> [SUPPLIED PASSAGE]
• • • •
Chronic Alcohol Consumption Impairs Liver Regeneration by Disrupting RNA Splicing

Recent research conducted by scientists from the University of Illinois Urbana-Champaign, Duke University, and the Chan Zuckerberg Biohub Chicago has shed light on how long-term alcohol use impairs the liver's capacity to regenerate. The study reveals that excessive alcohol intake puts liver cells into a transitional, unproductive state, preventing proper regeneration even after cessation of drinking. This dysfunctional state results from inflammation-driven disruptions in RNA splicing, a critical process in protein production.

Key findings demonstrate that damaged liver cells in alcohol-related liver disease fail to complete their reprogramming to a regenerative state. Instead, they remain in a limbo phase, neither fully functional nor proliferative, which adds stress to the remaining healthy cells and exacerbates liver failure. Researchers identified widespread RNA missplicing affecting thousands of genes in diseased livers, notably caused by a deficiency of the protein ESRP2. This deficiency leads to mislocalization of proteins essential for regeneration, trapping them outside the nucleus where they are supposed to function.
• • • •
> [DATASET]
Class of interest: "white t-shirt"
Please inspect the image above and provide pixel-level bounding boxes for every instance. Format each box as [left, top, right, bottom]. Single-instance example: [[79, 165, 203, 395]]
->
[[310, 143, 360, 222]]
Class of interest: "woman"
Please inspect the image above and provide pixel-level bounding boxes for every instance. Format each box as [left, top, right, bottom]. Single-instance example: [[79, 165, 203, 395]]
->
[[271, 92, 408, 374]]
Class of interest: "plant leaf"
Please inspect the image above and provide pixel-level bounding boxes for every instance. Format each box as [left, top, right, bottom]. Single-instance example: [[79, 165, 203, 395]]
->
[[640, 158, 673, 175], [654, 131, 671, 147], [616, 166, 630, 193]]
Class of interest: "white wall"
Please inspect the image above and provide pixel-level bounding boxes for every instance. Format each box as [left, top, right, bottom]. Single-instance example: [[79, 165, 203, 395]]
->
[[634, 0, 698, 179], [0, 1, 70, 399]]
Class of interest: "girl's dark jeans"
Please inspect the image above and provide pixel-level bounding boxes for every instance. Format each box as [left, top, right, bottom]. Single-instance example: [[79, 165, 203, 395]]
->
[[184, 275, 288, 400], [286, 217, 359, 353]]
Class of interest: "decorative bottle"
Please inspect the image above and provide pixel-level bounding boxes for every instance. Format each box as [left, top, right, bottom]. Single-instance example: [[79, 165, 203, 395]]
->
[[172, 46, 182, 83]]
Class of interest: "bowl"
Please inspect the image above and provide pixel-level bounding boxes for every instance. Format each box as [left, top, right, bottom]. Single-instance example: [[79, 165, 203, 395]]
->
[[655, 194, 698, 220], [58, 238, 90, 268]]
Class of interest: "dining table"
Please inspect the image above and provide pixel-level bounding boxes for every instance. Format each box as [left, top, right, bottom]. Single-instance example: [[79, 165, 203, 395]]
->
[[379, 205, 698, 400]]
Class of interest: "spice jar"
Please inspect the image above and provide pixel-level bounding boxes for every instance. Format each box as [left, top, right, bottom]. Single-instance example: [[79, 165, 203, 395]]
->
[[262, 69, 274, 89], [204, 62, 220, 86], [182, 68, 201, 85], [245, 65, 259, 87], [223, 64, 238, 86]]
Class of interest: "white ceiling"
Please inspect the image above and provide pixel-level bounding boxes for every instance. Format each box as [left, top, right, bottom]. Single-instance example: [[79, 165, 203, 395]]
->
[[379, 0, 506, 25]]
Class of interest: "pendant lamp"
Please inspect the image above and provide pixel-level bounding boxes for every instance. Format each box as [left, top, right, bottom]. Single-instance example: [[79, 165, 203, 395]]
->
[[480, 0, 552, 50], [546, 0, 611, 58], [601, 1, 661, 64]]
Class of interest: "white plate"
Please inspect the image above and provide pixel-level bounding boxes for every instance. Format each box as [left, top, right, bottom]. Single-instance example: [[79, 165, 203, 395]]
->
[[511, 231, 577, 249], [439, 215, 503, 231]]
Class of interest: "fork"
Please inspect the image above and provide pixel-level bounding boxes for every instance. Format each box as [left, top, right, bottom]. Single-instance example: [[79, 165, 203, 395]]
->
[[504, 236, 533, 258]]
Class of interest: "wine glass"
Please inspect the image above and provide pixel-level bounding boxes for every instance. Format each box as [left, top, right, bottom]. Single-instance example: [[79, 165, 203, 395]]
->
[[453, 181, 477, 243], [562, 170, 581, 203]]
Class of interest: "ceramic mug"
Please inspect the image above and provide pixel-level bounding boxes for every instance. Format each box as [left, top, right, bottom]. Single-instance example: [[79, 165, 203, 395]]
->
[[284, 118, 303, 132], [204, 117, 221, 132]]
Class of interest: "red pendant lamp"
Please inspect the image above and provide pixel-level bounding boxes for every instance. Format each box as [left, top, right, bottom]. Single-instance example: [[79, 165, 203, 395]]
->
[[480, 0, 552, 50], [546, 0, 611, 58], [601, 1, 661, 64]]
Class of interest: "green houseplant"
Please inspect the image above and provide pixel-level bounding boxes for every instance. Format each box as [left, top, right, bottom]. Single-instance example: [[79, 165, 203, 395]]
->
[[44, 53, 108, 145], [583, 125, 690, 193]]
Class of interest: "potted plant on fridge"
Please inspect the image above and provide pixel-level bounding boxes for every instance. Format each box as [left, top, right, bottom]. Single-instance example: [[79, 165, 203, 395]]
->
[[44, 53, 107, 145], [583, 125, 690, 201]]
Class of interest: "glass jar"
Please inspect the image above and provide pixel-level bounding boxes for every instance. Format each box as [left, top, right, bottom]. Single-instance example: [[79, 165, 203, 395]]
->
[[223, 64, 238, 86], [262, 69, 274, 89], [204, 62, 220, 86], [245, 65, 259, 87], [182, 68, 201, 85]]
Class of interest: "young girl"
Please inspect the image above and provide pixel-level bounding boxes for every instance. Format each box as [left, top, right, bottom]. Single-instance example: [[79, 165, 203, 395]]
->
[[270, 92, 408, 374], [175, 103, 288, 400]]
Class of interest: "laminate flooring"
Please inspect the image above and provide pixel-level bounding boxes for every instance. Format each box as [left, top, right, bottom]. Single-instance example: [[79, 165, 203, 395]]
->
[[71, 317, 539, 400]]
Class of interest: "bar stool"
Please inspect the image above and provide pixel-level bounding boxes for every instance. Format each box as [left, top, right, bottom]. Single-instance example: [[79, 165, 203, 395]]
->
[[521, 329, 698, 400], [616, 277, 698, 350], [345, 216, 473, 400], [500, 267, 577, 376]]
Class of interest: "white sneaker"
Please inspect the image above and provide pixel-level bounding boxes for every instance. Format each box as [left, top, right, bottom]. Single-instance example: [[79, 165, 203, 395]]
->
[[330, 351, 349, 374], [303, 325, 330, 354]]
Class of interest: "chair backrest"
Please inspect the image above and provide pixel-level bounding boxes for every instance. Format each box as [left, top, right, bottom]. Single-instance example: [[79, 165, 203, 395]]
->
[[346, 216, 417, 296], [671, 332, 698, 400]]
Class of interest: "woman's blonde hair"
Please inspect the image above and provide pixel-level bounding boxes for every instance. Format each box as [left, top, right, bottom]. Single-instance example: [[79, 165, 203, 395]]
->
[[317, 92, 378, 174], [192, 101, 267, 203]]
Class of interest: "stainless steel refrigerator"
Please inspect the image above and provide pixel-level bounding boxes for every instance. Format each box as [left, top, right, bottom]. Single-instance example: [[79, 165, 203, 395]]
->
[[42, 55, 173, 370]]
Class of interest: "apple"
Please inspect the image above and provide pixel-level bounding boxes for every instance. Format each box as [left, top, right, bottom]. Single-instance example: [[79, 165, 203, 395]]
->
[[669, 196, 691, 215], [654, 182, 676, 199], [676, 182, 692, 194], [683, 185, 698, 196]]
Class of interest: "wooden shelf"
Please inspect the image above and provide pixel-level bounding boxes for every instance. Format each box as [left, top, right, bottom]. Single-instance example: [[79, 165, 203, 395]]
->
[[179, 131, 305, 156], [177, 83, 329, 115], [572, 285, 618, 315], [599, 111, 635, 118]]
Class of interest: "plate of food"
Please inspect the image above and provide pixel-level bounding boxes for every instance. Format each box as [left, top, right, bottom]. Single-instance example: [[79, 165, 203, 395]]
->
• • • •
> [TASKS TO COMPLETE]
A) From the liver regeneration article, list every research institution it names.
B) Please reproduce the liver regeneration article word for word, from "Chronic Alcohol Consumption" up to and including "in protein production.".

> [ANSWERS FOR THIS EXERCISE]
A)
- University of Illinois Urbana-Champaign
- Duke University
- Chan Zuckerberg Biohub Chicago

B)
Chronic Alcohol Consumption Impairs Liver Regeneration by Disrupting RNA Splicing

Recent research conducted by scientists from the University of Illinois Urbana-Champaign, Duke University, and the Chan Zuckerberg Biohub Chicago has shed light on how long-term alcohol use impairs the liver's capacity to regenerate. The study reveals that excessive alcohol intake puts liver cells into a transitional, unproductive state, preventing proper regeneration even after cessation of drinking. This dysfunctional state results from inflammation-driven disruptions in RNA splicing, a critical process in protein production.